====== EXTRACT

Bandyopadhyay, S., Baticulon, R. E., Kadhum, M., Alser, M., Ojuka, D. K., Badereddin, Y., Kamath, A., Parepalli, S. A., Brown, G., Iharchane, S., Gandino, S., Markovic-Obiago, Z., Scott, S., Manirambona, E., Machhada, A., Aggarwal, A., Benazaize, L., Ibrahim, M., Kim, D., & Tol, I. (2020). Infection and mortality of healthcare workers worldwide from COVID-19: a scoping review. https://doi.org/10.1101/2020.06.04.20119594
Objectives To estimate COVID-19 infections and deaths in healthcare workers (HCWs) from a global perspective.
Design Scoping review.
Two parallel searches of academic bibliographic databases and grey literature were undertaken. Governments were also contacted for further information where possible. Due to the time-sensitive nature of the review and the need to report the most up-to-date information for an ever-evolving situation, there were no restrictions on language, information sources utilised, publication status, and types of sources of evidence. The AACODS checklist was used to appraise each source of evidence. Outcome measures Publication characteristics, country-specific data points, COVID-19 specific data, demographics of affected HCWs, and public health measures employed
A total of 152,888 infections and 1413 deaths were reported. Infections were mainly in women (71.6%) and nurses (38.6%), but deaths were mainly in men (70.8%) and doctors (51.4%). Limited data suggested that general practitioners and mental health nurses were the highest risk specialities for deaths. There were 37.17 deaths reported per 100 infections for healthcare workers aged over 70. Europe had the highest absolute numbers of reported infections (119628) and deaths (712), but the Eastern Mediterranean region had the highest number of reported deaths per 100 infections (5.7).

============

TASK REQUIREMENTS —
a - In the abstract on COVID-19 in healthcare workers, which region had the most reported deaths per 100 infections?
b - List every outcome measure named in the abstract on COVID-19 in healthcare workers.
c - Write the next part of the abstract on COVID-19 in healthcare workers, starting after its last sentence.

====== GIVEN RECORDS

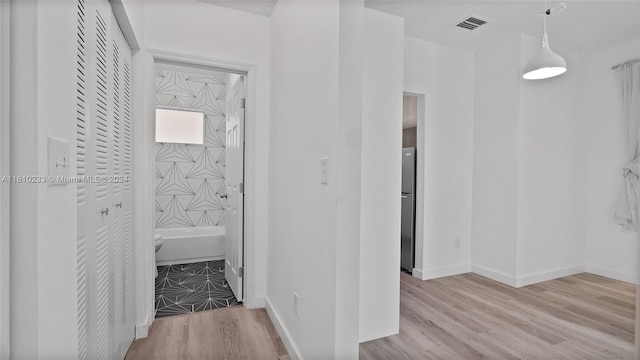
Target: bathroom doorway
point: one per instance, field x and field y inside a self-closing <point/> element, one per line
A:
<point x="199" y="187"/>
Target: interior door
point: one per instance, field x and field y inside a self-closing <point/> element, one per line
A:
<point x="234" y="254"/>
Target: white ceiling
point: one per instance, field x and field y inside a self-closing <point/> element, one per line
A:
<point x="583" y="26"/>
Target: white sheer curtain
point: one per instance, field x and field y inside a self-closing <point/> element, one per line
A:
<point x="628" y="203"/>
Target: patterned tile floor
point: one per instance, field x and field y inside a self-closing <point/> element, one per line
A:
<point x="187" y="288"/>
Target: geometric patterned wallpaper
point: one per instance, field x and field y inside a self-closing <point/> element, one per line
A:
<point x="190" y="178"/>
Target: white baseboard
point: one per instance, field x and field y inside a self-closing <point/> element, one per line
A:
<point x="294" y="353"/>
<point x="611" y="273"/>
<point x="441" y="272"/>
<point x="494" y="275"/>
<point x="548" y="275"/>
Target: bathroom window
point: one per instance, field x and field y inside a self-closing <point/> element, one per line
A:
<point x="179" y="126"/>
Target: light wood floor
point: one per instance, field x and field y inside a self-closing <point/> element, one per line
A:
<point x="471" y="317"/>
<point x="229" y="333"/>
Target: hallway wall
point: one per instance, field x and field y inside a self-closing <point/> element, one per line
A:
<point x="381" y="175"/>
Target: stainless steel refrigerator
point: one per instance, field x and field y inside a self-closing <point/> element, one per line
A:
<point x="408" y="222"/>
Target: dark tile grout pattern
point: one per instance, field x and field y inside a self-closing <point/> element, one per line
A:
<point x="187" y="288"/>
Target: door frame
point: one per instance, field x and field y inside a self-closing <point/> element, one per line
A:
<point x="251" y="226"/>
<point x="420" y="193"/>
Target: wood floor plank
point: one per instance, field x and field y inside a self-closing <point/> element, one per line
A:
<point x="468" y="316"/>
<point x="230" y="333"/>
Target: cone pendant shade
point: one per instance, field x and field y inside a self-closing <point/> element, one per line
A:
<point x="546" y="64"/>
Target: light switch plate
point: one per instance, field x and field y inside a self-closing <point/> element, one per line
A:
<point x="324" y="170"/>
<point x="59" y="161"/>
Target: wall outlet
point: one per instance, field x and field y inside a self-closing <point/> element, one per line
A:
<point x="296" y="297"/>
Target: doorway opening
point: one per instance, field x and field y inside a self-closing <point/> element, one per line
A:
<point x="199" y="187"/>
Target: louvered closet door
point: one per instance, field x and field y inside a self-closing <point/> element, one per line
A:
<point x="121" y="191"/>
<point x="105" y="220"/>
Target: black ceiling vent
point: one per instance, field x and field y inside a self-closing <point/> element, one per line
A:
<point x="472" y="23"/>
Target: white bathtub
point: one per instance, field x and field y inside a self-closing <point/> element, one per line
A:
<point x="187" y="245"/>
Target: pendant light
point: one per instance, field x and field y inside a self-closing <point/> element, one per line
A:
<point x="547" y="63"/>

============
====== GIVEN RECORDS

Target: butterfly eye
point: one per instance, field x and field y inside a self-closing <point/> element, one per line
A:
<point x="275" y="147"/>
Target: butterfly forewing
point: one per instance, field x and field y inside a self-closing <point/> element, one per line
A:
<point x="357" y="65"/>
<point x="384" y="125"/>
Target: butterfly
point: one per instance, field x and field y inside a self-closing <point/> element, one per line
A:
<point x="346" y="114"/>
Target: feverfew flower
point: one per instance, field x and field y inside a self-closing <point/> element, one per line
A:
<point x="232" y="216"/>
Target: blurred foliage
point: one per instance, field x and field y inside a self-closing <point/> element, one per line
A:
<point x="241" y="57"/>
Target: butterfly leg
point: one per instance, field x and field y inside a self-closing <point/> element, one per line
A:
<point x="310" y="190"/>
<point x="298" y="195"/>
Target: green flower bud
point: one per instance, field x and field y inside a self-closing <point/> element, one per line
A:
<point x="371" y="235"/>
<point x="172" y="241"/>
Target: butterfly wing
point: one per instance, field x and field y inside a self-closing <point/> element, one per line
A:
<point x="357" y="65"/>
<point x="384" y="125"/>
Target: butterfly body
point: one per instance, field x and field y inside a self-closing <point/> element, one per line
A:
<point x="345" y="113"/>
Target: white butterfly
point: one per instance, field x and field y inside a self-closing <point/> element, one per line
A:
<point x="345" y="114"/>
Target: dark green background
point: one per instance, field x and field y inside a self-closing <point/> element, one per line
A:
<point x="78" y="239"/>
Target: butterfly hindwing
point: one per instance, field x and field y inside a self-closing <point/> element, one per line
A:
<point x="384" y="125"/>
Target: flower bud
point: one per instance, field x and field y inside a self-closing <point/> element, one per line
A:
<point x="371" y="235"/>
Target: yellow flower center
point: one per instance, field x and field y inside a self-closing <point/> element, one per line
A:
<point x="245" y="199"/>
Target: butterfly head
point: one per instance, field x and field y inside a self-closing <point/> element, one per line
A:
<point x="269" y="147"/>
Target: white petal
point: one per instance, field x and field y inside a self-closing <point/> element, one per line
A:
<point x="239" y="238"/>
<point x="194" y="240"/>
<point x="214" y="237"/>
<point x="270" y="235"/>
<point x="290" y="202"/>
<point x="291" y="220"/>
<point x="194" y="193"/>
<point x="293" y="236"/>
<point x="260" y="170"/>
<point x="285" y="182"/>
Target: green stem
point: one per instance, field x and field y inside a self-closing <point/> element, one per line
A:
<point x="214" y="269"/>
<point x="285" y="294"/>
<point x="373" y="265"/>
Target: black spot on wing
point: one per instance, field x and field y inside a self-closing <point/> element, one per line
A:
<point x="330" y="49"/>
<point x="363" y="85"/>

============
====== GIVEN RECORDS

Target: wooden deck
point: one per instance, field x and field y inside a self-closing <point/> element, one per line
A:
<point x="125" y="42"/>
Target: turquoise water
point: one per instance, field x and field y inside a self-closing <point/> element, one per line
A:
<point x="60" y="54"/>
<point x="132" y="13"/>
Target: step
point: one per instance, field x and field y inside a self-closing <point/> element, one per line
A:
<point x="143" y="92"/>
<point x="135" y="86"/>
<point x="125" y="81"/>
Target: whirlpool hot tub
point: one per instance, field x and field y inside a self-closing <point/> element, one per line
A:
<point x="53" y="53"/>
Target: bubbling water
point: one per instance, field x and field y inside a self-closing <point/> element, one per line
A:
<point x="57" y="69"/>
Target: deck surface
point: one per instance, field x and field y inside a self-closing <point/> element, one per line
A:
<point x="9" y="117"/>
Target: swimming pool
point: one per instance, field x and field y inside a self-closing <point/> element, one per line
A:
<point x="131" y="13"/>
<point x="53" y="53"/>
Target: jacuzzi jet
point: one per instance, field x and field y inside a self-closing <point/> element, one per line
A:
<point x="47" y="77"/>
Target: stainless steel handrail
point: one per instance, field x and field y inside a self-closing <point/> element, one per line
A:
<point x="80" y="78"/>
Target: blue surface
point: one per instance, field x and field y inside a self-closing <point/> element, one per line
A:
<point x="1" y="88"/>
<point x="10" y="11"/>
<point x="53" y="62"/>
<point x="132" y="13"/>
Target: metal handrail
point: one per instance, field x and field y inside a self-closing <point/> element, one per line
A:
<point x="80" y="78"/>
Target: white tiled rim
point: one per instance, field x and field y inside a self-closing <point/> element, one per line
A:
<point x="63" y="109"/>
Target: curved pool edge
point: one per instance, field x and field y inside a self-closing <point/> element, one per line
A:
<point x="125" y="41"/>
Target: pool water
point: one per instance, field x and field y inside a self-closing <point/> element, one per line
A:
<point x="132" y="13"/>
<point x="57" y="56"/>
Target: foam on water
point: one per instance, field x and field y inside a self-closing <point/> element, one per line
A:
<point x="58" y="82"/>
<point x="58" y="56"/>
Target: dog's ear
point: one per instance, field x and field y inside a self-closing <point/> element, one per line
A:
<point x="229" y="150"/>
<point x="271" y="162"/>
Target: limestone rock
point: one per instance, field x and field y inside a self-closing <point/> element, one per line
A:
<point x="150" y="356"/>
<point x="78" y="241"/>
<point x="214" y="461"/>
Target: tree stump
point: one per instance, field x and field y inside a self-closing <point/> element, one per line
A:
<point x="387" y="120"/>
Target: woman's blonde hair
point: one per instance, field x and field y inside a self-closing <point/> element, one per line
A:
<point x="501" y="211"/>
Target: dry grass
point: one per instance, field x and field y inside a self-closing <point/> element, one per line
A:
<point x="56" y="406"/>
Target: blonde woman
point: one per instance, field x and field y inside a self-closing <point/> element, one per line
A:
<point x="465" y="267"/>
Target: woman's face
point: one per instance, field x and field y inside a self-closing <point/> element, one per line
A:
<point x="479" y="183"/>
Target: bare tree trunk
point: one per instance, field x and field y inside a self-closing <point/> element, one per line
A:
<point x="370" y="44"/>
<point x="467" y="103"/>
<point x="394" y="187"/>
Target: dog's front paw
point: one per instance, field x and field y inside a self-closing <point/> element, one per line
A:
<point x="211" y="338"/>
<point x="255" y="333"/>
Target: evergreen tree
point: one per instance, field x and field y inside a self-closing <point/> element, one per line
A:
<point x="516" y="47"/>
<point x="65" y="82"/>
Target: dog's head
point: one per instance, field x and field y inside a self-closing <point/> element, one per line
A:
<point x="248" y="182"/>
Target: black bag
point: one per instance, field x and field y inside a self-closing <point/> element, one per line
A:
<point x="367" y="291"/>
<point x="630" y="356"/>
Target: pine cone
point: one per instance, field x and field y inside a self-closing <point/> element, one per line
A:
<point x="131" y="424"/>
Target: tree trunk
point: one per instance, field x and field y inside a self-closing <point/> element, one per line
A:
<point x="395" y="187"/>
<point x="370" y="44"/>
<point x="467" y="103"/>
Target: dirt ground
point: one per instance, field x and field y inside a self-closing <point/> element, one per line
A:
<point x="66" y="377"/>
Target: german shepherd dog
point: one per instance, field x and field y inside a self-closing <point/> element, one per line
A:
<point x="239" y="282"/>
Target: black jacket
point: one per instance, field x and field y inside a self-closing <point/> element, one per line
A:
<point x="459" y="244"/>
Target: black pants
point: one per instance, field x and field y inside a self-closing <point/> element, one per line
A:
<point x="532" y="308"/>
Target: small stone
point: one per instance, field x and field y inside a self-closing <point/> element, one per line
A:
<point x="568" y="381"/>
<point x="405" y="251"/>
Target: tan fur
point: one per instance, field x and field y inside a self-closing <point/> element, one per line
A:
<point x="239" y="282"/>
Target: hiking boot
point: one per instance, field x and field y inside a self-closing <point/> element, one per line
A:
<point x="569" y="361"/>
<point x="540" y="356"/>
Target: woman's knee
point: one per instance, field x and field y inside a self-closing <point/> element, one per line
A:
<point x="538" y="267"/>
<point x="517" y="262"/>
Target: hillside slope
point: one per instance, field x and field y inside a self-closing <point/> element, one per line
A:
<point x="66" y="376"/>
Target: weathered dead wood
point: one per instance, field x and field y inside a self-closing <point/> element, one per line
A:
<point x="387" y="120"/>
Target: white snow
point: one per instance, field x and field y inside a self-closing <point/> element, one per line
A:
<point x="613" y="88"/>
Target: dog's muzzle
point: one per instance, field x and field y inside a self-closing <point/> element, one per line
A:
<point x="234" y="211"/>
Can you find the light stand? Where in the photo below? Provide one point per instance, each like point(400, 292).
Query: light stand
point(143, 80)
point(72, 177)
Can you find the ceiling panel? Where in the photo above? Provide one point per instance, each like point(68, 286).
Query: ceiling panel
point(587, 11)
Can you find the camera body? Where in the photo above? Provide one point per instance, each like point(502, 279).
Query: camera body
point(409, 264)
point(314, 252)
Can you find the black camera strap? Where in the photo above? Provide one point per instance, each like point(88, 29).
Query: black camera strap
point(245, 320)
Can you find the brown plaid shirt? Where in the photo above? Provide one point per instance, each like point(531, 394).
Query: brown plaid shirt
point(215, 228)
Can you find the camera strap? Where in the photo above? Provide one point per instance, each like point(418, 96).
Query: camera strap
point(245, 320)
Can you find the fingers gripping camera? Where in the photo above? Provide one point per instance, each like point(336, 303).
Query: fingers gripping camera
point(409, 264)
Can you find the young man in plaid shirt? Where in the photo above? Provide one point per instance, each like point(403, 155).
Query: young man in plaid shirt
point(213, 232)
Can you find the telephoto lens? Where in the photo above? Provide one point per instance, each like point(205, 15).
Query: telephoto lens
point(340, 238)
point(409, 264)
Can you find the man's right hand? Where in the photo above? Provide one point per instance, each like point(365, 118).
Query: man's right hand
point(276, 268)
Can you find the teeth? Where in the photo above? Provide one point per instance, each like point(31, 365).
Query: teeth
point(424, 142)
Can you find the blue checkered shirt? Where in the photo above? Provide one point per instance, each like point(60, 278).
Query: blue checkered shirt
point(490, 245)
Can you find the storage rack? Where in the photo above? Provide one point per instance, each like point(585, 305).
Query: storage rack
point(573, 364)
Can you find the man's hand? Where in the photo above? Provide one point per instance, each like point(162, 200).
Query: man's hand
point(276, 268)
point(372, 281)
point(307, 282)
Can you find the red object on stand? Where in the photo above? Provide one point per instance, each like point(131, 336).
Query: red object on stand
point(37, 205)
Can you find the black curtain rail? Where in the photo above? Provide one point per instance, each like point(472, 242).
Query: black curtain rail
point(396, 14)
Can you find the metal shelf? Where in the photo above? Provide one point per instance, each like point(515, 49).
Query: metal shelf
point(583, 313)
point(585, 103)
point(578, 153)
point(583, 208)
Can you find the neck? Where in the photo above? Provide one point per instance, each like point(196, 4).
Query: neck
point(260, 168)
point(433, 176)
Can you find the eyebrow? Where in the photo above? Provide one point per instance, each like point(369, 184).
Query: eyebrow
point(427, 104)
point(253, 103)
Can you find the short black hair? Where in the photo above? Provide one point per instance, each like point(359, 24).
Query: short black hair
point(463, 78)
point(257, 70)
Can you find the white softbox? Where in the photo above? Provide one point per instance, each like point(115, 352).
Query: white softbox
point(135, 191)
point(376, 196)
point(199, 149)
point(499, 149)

============

ANSWERS FOR THE EXERCISE —
a - The Eastern Mediterranean region, with 5.7 deaths per 100 infections.

b - Publication characteristics, country-specific data points, COVID-19 specific data, demographics of affected HCWs, and public health measures employed.

c -
HCW COVID-19 infections and deaths follow that of the general world population. The reasons for gender and speciality differences require further exploration, as do the low rates reported from Africa and India. Although physicians working in certain specialities may be considered high-risk due to exposure to oronasal secretions, the risk to other specialities must not be underestimated. Elderly HCWs may require assigning to less risky settings such as telemedicine, or administrative positions. Our pragmatic approach provides general trends, and highlights the need for universal guidelines for testing and reporting of infections in HCWs.